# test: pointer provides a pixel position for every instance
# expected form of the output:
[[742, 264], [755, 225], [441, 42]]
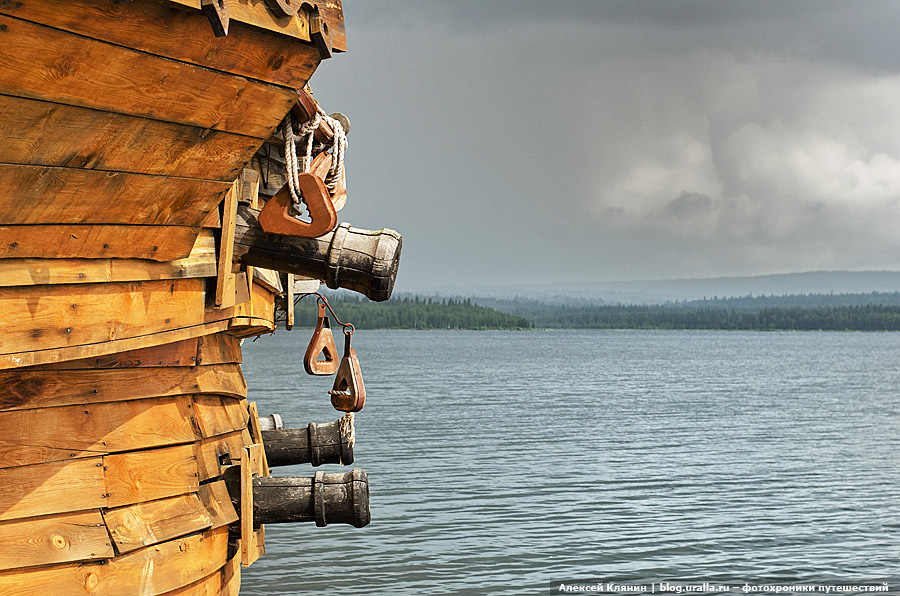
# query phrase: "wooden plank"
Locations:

WHAT YOU ARE ASKED TO DO
Update the rows above by replacing "wooden plank" with "metal beam" and keeping every other part the same. Leave the pictures out of your answer.

OUTPUT OF THE TASK
# test: pointer provides a pixel position for every instance
# expected form of the output:
[[742, 264], [755, 225], [441, 42]]
# query phrase: "metal beam"
Locations:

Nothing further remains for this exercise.